▶ **Work to do**
Set down exactly the lines running from the line with "[locate] broad green" to the end of the listing below, both ends included.

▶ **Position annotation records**
+++

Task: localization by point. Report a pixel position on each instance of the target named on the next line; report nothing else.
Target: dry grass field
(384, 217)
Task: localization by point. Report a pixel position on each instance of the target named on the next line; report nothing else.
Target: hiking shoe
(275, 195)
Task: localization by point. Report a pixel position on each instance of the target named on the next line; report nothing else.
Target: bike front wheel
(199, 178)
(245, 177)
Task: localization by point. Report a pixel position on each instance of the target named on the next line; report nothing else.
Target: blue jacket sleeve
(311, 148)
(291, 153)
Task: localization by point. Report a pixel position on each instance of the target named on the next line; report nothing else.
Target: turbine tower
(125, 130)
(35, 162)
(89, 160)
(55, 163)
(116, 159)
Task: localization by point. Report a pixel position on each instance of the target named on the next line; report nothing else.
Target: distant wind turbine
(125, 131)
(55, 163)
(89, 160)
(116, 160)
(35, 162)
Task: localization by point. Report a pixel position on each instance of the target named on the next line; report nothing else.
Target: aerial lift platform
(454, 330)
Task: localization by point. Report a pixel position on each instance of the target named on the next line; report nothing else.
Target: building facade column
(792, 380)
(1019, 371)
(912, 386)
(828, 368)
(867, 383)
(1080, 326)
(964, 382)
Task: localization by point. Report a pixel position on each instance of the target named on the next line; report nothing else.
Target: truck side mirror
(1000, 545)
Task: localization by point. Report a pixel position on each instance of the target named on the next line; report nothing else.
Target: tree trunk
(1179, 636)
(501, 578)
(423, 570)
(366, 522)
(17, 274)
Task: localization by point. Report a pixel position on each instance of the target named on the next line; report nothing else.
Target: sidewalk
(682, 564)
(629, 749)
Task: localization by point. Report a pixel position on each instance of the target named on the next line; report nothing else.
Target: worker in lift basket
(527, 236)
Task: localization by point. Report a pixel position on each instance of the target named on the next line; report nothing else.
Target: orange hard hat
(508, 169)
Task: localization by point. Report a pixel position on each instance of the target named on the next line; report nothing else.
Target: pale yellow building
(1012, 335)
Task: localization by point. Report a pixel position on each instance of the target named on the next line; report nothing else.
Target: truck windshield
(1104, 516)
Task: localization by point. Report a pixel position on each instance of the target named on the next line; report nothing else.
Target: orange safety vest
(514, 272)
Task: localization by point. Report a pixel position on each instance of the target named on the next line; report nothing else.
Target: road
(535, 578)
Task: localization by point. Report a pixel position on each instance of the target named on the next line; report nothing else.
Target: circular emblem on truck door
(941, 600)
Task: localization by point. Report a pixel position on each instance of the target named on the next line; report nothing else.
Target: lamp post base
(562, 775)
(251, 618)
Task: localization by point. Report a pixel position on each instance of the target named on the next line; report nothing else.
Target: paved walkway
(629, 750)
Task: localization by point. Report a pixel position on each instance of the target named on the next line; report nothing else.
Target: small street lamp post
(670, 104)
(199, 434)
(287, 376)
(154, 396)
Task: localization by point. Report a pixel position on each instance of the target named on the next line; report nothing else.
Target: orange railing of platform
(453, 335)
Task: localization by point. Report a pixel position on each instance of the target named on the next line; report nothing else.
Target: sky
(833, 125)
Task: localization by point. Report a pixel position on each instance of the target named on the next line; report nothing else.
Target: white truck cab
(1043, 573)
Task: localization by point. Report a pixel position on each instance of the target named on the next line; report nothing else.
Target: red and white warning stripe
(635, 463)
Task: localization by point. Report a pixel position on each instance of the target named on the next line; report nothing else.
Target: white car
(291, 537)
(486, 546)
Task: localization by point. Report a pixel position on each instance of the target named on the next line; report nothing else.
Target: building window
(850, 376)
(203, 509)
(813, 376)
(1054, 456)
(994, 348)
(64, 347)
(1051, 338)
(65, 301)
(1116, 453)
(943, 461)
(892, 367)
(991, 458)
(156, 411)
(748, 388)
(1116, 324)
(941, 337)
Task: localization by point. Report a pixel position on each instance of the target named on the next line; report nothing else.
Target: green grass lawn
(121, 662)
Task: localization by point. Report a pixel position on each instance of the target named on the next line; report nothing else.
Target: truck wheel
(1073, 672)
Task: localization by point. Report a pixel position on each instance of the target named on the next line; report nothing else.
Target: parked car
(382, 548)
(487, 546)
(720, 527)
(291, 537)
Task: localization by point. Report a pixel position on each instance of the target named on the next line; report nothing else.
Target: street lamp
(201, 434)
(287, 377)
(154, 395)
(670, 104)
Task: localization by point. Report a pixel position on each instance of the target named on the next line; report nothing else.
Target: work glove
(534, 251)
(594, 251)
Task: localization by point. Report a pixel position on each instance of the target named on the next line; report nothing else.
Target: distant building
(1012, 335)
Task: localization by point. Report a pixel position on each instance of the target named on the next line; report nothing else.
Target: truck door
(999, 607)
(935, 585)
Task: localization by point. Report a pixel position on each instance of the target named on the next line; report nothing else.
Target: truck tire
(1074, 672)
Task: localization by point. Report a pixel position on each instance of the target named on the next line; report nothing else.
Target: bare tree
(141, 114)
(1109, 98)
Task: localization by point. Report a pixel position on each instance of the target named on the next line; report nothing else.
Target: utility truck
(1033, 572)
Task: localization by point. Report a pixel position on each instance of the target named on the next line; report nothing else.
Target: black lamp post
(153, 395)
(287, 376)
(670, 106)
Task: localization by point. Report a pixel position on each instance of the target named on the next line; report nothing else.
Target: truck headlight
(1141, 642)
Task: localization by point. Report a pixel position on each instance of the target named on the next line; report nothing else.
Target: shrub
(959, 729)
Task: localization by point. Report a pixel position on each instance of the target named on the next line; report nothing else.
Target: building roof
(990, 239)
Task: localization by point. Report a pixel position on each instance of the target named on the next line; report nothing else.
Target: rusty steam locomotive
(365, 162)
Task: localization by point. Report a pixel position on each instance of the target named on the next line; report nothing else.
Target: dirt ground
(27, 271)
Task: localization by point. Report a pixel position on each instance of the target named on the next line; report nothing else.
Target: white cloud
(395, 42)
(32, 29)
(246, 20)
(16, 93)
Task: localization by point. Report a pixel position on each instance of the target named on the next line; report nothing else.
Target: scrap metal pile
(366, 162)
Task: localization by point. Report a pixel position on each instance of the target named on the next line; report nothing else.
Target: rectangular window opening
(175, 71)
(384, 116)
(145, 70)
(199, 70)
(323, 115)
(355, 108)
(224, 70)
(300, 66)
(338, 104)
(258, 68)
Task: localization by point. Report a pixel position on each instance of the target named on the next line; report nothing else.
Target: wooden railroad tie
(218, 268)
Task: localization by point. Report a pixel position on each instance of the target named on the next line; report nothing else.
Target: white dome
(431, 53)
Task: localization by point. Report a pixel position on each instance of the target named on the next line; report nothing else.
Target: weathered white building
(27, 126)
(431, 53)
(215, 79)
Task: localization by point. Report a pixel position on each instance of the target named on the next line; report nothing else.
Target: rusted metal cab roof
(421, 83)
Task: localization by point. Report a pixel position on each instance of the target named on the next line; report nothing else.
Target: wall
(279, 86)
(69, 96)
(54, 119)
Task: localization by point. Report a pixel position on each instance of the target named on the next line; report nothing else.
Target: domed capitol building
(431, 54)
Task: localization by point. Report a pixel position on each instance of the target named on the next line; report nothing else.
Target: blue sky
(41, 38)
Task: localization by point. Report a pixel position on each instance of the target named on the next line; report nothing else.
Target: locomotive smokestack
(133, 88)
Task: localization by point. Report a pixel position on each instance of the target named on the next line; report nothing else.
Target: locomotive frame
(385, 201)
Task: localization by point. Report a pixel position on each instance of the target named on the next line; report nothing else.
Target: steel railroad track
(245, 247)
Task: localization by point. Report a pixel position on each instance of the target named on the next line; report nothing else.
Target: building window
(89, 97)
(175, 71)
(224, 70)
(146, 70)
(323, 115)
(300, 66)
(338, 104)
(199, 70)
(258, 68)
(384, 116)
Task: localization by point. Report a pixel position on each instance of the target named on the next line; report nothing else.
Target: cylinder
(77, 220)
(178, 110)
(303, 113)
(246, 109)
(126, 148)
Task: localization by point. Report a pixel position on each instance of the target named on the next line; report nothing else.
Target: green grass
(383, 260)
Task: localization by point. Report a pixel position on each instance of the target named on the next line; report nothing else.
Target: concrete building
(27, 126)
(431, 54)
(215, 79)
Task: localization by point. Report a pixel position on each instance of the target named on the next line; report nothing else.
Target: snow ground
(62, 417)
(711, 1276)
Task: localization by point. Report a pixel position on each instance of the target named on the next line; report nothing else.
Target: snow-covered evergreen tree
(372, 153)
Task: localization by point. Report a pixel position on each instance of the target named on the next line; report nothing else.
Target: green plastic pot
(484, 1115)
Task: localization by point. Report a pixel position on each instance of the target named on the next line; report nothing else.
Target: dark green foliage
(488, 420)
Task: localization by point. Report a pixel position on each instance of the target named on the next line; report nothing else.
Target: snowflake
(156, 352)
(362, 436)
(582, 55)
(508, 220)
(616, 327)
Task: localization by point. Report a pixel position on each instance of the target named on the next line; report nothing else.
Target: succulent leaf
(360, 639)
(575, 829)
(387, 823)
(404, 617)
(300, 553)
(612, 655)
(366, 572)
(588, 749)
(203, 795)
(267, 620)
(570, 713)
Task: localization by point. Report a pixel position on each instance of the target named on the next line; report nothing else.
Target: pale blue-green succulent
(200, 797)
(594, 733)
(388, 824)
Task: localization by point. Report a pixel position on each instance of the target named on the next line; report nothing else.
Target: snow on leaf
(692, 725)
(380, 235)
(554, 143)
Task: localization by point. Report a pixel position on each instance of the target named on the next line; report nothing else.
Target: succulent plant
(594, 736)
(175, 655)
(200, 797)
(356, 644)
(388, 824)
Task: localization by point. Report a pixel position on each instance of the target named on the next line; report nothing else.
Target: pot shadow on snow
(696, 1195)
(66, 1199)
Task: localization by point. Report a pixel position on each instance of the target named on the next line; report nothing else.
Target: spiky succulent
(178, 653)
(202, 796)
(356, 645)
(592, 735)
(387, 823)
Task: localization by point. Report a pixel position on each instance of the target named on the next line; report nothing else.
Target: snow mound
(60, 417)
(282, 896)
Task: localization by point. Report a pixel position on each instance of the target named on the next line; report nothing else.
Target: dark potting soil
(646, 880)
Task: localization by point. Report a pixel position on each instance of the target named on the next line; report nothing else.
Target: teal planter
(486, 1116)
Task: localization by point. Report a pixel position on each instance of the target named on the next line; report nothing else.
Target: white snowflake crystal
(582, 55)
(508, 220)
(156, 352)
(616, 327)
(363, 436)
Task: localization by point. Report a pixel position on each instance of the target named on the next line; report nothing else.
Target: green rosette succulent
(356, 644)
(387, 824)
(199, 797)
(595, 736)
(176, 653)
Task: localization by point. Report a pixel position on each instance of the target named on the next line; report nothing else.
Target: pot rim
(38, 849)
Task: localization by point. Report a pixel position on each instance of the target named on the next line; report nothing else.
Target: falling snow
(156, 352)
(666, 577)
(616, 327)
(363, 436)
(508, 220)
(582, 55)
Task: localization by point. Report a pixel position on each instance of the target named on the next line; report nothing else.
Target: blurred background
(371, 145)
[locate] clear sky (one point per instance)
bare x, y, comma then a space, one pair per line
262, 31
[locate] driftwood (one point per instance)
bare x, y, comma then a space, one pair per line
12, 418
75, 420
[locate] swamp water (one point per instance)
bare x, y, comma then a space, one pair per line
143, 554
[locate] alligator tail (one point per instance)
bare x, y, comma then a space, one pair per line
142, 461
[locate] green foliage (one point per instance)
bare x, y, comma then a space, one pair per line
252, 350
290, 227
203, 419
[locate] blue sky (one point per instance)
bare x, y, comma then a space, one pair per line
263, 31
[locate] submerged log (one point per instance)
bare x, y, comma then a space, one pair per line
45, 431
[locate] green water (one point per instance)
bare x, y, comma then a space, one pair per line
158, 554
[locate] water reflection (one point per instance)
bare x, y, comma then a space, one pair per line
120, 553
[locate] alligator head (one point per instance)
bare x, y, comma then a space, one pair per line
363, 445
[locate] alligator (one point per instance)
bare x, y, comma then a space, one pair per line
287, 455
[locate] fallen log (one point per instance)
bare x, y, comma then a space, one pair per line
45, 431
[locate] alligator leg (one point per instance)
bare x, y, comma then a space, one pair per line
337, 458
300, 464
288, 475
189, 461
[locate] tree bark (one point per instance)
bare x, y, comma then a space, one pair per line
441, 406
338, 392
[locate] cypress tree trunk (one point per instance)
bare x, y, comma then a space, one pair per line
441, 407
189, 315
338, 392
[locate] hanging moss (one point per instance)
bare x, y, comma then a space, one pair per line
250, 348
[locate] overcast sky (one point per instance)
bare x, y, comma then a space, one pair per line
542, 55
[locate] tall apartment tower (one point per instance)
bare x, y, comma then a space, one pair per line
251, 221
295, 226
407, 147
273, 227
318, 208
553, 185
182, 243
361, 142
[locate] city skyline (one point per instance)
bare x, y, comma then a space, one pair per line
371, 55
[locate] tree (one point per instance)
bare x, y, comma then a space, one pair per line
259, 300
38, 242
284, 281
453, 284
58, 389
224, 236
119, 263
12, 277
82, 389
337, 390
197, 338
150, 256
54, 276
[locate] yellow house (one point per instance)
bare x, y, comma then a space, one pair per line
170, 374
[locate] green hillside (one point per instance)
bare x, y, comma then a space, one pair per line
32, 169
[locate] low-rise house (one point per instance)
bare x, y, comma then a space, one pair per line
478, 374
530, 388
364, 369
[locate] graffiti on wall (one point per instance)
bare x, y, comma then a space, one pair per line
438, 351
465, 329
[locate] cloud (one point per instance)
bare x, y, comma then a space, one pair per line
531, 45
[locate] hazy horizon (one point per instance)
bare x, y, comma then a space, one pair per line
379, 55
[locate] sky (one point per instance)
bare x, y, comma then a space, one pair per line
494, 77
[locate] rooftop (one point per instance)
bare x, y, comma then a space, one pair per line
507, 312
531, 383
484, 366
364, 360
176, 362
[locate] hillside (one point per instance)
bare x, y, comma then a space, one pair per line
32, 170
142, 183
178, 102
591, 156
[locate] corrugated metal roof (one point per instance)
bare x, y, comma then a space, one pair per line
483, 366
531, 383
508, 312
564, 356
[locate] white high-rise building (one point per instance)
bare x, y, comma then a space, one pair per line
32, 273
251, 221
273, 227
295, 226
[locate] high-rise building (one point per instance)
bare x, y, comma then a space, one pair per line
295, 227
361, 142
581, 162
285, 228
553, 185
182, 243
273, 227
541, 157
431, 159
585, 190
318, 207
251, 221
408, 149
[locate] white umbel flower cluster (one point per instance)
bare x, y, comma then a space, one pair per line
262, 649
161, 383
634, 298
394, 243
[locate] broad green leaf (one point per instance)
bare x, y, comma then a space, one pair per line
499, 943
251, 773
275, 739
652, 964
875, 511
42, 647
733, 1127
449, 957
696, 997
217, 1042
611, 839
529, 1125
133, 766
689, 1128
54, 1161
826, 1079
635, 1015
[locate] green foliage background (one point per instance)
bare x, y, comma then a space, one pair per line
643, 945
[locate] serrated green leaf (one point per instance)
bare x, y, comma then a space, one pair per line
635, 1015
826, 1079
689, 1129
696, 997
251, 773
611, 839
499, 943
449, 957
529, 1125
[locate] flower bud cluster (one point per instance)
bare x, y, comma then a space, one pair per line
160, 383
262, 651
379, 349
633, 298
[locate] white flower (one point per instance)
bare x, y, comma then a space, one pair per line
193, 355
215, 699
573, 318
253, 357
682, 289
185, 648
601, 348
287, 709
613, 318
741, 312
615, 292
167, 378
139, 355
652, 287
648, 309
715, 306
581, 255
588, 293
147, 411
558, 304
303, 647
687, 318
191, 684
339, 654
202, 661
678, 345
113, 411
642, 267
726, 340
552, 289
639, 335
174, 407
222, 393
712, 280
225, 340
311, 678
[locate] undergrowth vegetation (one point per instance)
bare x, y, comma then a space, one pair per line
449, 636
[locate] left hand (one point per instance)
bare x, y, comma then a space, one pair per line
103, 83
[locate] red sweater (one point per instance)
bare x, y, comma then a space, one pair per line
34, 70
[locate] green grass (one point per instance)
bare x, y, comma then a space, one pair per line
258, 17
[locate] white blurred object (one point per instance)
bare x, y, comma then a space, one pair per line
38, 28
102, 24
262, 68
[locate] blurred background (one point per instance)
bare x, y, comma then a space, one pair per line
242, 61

+++

▶ **Exercise result**
[locate] broad green leaf (one point per instance)
bare x, y, comma then a space, one pair per line
499, 943
251, 773
275, 739
652, 964
875, 511
42, 647
733, 1127
449, 957
696, 997
217, 1042
611, 839
529, 1125
133, 766
689, 1128
54, 1161
826, 1079
635, 1015
[locate] green foliage background (one point per instance)
bare x, y, comma then a space, one pair per line
643, 945
[locate] serrated green leaf (one point per instance)
bare x, y, comma then a space, one pair per line
635, 1015
826, 1079
689, 1129
696, 997
251, 773
611, 839
499, 943
449, 957
529, 1125
[locate] flower bud cluster (one point per instance)
bare x, y, comma then a space, one pair per line
160, 383
262, 651
379, 349
633, 298
[locate] white flower (one point per instance)
bare x, y, comma then a space, one pair per line
193, 355
215, 699
573, 318
253, 357
682, 289
185, 648
601, 348
287, 709
613, 318
741, 312
615, 292
167, 378
139, 355
652, 287
648, 309
715, 306
581, 255
588, 293
147, 411
558, 304
303, 647
687, 318
191, 684
339, 654
202, 661
678, 345
113, 411
642, 267
726, 340
552, 289
639, 335
174, 407
222, 393
712, 280
225, 340
311, 678
[locate] undergrowth vegetation (one point per instance)
bare x, y, comma then a space, one pair per line
449, 636
[locate] left hand (one point per instance)
bare x, y, comma then a space, one pair per line
103, 83
[locate] red sweater (one point per instance)
bare x, y, comma then a space, one pair per line
34, 70
[locate] green grass (one point per instance)
bare x, y, comma then a space, one pair per line
258, 17
[locate] white blurred object (one point per instance)
bare x, y, comma then a space, one pair per line
38, 28
102, 24
262, 68
[locate] blurred background (one point per instance)
bare x, y, comma then a space, one pair per line
242, 61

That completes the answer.